Rewrite the lines below, replacing "red carpet runner" with "red aisle runner" and keeping everything else the same. Leave the pictures out of your answer.
++++
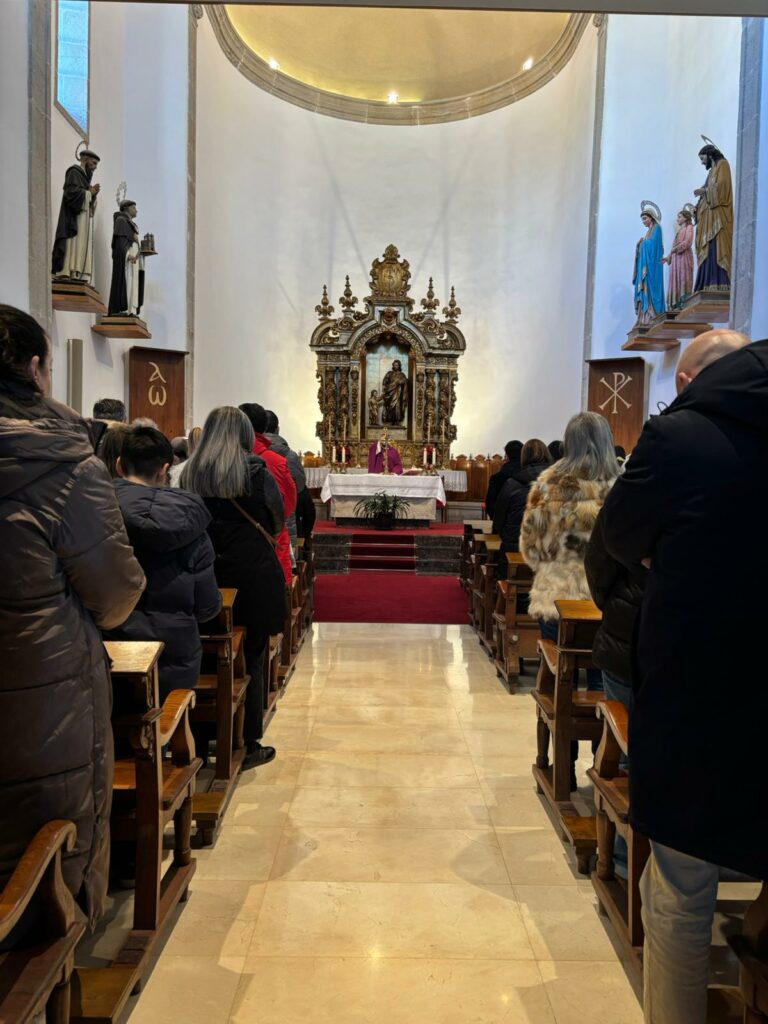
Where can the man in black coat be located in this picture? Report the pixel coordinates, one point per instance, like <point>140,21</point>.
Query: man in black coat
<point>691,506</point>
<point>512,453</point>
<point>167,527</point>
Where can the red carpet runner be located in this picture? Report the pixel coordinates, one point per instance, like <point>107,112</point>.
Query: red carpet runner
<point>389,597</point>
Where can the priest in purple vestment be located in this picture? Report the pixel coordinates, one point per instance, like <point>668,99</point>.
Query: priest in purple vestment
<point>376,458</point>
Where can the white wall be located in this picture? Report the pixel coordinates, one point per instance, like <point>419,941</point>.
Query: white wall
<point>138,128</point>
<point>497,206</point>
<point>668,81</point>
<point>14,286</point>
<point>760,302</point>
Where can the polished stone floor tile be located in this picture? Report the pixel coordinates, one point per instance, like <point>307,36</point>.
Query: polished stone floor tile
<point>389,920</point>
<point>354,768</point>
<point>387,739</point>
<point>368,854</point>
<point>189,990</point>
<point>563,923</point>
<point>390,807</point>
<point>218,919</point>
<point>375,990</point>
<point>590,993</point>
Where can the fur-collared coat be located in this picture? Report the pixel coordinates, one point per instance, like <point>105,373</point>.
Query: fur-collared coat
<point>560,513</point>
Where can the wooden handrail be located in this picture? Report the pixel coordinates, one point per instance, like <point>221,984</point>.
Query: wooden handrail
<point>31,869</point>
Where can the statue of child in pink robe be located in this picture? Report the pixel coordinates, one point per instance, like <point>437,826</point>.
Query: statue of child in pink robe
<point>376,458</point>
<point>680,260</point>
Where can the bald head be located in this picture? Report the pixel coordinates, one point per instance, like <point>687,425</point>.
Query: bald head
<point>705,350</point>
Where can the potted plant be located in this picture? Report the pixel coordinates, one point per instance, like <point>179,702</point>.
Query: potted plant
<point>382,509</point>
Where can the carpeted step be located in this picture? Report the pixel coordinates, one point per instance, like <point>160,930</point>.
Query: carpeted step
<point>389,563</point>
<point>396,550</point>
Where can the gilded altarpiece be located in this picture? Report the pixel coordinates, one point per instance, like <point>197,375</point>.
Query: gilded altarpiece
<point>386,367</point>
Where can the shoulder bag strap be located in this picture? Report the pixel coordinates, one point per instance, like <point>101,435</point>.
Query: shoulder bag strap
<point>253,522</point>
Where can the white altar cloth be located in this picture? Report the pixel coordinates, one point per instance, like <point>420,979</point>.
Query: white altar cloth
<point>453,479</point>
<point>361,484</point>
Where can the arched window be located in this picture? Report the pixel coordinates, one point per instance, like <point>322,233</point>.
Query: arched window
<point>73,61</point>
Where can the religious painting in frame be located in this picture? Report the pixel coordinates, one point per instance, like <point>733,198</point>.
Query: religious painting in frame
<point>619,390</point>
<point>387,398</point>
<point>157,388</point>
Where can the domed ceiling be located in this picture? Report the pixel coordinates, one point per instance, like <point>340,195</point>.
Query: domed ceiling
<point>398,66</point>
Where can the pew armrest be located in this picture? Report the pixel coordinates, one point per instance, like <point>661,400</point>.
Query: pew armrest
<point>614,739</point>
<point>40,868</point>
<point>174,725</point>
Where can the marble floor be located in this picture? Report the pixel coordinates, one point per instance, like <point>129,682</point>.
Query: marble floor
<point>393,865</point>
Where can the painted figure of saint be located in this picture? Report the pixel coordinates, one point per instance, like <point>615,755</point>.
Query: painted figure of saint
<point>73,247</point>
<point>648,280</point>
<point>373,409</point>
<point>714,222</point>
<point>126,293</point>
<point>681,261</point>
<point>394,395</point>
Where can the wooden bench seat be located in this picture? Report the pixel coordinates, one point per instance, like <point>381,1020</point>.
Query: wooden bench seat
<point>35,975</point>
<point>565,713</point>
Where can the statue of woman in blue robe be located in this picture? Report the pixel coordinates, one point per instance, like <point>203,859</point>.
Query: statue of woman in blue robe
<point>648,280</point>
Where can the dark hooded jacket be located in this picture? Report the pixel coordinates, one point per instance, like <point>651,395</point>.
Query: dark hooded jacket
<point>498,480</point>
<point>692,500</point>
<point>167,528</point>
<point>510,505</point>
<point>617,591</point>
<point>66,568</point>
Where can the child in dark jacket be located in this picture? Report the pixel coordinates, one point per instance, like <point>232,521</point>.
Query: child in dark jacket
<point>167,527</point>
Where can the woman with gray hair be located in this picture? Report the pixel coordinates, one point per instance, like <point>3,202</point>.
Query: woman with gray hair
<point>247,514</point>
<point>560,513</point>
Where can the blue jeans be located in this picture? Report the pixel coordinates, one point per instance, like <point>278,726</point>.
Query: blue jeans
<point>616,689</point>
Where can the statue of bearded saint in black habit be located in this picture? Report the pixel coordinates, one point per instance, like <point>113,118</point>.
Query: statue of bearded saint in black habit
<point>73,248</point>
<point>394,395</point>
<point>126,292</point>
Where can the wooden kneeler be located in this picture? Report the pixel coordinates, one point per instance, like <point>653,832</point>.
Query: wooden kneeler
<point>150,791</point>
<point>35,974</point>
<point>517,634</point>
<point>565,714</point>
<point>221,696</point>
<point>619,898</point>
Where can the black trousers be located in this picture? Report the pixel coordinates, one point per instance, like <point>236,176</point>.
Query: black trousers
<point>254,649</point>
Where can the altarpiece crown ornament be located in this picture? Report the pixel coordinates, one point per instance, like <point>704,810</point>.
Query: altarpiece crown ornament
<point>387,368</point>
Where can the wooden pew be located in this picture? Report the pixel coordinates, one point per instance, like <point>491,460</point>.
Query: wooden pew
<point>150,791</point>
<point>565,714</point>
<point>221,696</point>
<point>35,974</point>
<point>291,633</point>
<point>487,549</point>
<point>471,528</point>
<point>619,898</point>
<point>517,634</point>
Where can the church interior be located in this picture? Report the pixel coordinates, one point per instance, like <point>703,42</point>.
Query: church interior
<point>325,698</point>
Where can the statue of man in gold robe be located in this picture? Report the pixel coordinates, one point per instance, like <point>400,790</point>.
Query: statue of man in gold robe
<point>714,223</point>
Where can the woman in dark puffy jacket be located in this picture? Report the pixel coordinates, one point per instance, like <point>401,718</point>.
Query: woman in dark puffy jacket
++++
• THE COMPLETED TASK:
Where can the man in black coat be located in this picture? Report the pixel coordinates, one point per instance, like <point>140,21</point>.
Query: man in black coat
<point>691,506</point>
<point>512,453</point>
<point>167,527</point>
Where can the red aisle runner be located in this picture? Report the pixel coordinates, one point per instance, like <point>107,112</point>.
Query: red aisle runner
<point>389,597</point>
Where can the priest in purple vestment be located in this picture? Report the pixel coordinates, one point per instance, like <point>668,99</point>.
Query: priest in purple vestment
<point>376,458</point>
Where can the white wall be located in this picture? Report the pixel coordinates, one point per instance, like <point>419,941</point>.
Query: white wall
<point>138,128</point>
<point>497,206</point>
<point>668,81</point>
<point>14,286</point>
<point>760,302</point>
Where can the polished stone floor tile be located in this picture? Report the pixel coordinates, one point per instance, like <point>307,36</point>.
Query: polished stone floor tile
<point>389,920</point>
<point>354,768</point>
<point>387,739</point>
<point>368,854</point>
<point>189,990</point>
<point>563,923</point>
<point>390,807</point>
<point>218,919</point>
<point>375,990</point>
<point>590,993</point>
Where can the fur-collared coat be located in this picture? Report the pixel coordinates, one point per instance, like <point>105,373</point>.
Query: fur-collared coat
<point>560,513</point>
Where can the wooden handrail be located in this picture? Report the pixel coordinates, one point per instance, like <point>221,984</point>.
Query: wooden handrail
<point>31,869</point>
Where can the statue of child in pink robe be located in this picture? Report the pixel coordinates, one point per instance, like <point>437,826</point>.
Query: statue of child in pink robe
<point>376,458</point>
<point>680,260</point>
Where can the bald head be located in this picture? Report the pixel coordinates, one point per instance, like <point>687,425</point>.
Query: bald head
<point>705,350</point>
Where can the potted plant be located in this picture? Report the pixel coordinates, one point per instance, like <point>179,702</point>.
Query: potted plant
<point>382,509</point>
Where can the carpeted step be located in this picture? Report the pixel coordinates, one point per instance, like <point>160,930</point>.
Query: carpeted step
<point>389,563</point>
<point>396,550</point>
Where can the gilded altarpiece be located in this picture? Report the pixel coordinates, one point per instance, like <point>197,375</point>.
Query: gilded altarpiece
<point>386,367</point>
Where can the shoulder bag strap be located in this picture? Report the pixel coordinates, one point per instance, like <point>101,435</point>.
Query: shoulder bag strap
<point>253,522</point>
Where can the white altar cloth be located in this picture? Report the pixel coordinates, one point per instance, like <point>420,979</point>.
Query: white altar cloth
<point>453,479</point>
<point>361,484</point>
Where can the arched window be located in this picture? Report the pixel coordinates, one point per instance, like <point>322,233</point>.
Query: arched window
<point>73,61</point>
Where can the religious painting in frame be located in this picture? Report the pixel coordinates, one point per instance, like <point>733,198</point>.
Query: religious painting in frame
<point>619,390</point>
<point>387,398</point>
<point>157,388</point>
Where can the domed ceiling be located in this picture? Report the pixel coordinates, one point per instance, like <point>340,195</point>.
Query: domed ceiling
<point>398,66</point>
Where can the pew armrest be located in this picture? Report the pixel coordinates, one point per instance, like <point>661,400</point>.
Query: pew armrest
<point>614,739</point>
<point>40,868</point>
<point>174,725</point>
Where can the marble floor be located in this picture? Report the pixel coordinates, one point per instance, like <point>129,682</point>.
Query: marble floor
<point>393,865</point>
Where can the painted figure of saint be located in this picture? Report the pixel coordinates, one point per instance, like <point>615,755</point>.
Query: painted figure of saint
<point>73,247</point>
<point>648,280</point>
<point>373,409</point>
<point>714,222</point>
<point>126,293</point>
<point>681,261</point>
<point>394,395</point>
Where can the wooden bench seat be located in this picture? Report the pixel coordinates, one point per instance, like <point>381,1020</point>.
Query: wooden bench seat
<point>35,975</point>
<point>565,713</point>
Where can the statue of woman in blue robe be located in this picture? Report the pixel coordinates, one point per instance, like <point>203,859</point>.
Query: statue of woman in blue robe
<point>648,280</point>
Where can the dark hooded jacket be located in this picture? Report the pixel coordinates, one point per instance, like <point>651,395</point>.
Query: dark hooded jacket
<point>498,480</point>
<point>692,500</point>
<point>167,528</point>
<point>510,505</point>
<point>617,591</point>
<point>66,568</point>
Where can the child in dark jacket be located in this picture? Report the pixel coordinates, one point per instance, like <point>232,521</point>.
Query: child in dark jacket
<point>167,527</point>
Where can the woman with gray hair be located in this picture? Report the pixel coordinates, one point per instance, like <point>3,202</point>.
Query: woman with gray hair
<point>247,514</point>
<point>560,513</point>
Where can the blue jeans be located in this picture? Report the pixel coordinates, one point per instance, like <point>278,726</point>.
Query: blue jeans
<point>616,689</point>
Where can the statue of bearded saint in black habit be located in this picture? Report the pixel coordinates, one point per instance, like <point>113,118</point>.
Query: statue of bearded saint in black habit
<point>73,248</point>
<point>394,395</point>
<point>126,292</point>
Where can the wooden kneeler be located in this picture? Report the pixel coordinates, one point per instance, like <point>653,832</point>.
Query: wooden kneeler
<point>150,791</point>
<point>35,974</point>
<point>517,634</point>
<point>565,714</point>
<point>221,696</point>
<point>619,898</point>
Where can the black trousers be located in this picture? Report the pixel coordinates, one point per instance, like <point>236,176</point>.
Query: black trousers
<point>254,649</point>
Where can the altarpiece crown ornament be located in this picture? Report the pixel coordinates, one point per instance, like <point>704,810</point>.
Query: altarpiece crown ornament
<point>387,368</point>
Where can the wooden pew be located in this picture? Report the pixel coordinates, one point per instance, like <point>491,460</point>.
Query: wooden pew
<point>150,791</point>
<point>565,714</point>
<point>221,696</point>
<point>35,974</point>
<point>291,633</point>
<point>487,549</point>
<point>471,528</point>
<point>619,898</point>
<point>517,634</point>
Where can the church interior be located in this picture? Report the pixel coordinates, one point per instance, like <point>703,42</point>.
Query: church interior
<point>325,698</point>
Where can the statue of man in gold robe be located in this picture? Report the pixel coordinates, one point per instance, like <point>400,790</point>.
Query: statue of man in gold robe
<point>714,223</point>
Where can the woman in dark puffy jacket be located in this picture? Report the pixel coordinates, one point per instance, like <point>401,718</point>.
Query: woman in dark puffy jacket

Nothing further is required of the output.